_PROBLEM DETAILS_. In the page about Capitol Peak, how long is the section called the Knife Edge?

_PAGE EXTRACT_.
• • • • • • •

Displaying items by tag: Knife Edge
Capitol Peak: On The 'Edge'
Capitol Peak carries a mystique among hikers and climbers in Colorado. First climbed in 1909 by Percy Hagerman and Harold Clark, Capitol Peak is often revered as the most difficult 14er in Colorado. Capitol Peak towers above treeline in the Elk Mountains of Colorado, a crumbling mass of granite, shaped into a rugged pyramid with spiny ridges. While I have a great respect for Capitol Peak, I felt that I had personally prepared myself for the climb through graduation along the difficulty continuum of climbs in Colorado. Having summited several of Colorado's harder Centennials (highest 100 mountains), including Crestone Needle, Crestone Peak, Vestal Peak and Little Bear Peak, I felt that I had the skills and mental toughness to complete Capitol. Capitol is well-known for its "Knife Edge," a 150 ft. narrow and jagged section found on the main route of Capitol Peak. The Knife Edge is very exposed on both sides, making it a mental challenge for many climbers. Many personal friends and family members as well as reports on the internet had built up Capitol's Knife Edge's difficulty in my mind; infact, YouTube is full of videos of people climbing the Knife Edge, some recklessly crossing it like a tightrope. I was hopeful that it was more hype than people it made it out to be...
Here are some meaningful metrics from this amazing trip:
Peaks summited:
Capitol Peak: 14,130 ft. (ranked 29th in Colorado)
"K2": 13,664 ft. (unranked)
Total elevation gain: 5,300 ft.
Total distance hiked: 17 miles
Total time hiking: Approx. 14 hours
Total photos taken: 356
Total distance driven: 520 miles
Trip duration: 1 day, 19 hours
K2 (far left) and Capitol Peak (far right) seen in this dramatic panoramic. Click for high resolution version (15 mb).
That being said, Capitol Peak was not without other dangers. Many climbers have perished on Capitol over the years, oddly enough, very few of the deaths have occurred on the Knife Edge. In 2009, James Flowers, the United States Paraolympic Swim Coach, perished on the Northeast side of "K2," a sub-peak of Capitol Peak, as reported by the Aspen Times. Needless to say, great caution, respect, and preparation would be required if I were to successfully climb Capitol. First on my list for preparation was to find capable partners. This is often difficult in the mountaineering community, since many climbers inflate their abilities or do not disclose their limitations to potential partners.

• • • • • • •

_PROVIDED MATERIAL_.

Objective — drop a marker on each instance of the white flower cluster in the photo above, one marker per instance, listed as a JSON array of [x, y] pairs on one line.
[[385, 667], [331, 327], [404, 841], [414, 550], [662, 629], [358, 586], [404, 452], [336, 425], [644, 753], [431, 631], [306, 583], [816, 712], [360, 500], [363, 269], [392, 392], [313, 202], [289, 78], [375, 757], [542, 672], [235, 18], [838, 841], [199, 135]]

• • • • • • •

_EXERCISE RESPONSE_. The Knife Edge is 150 feet long.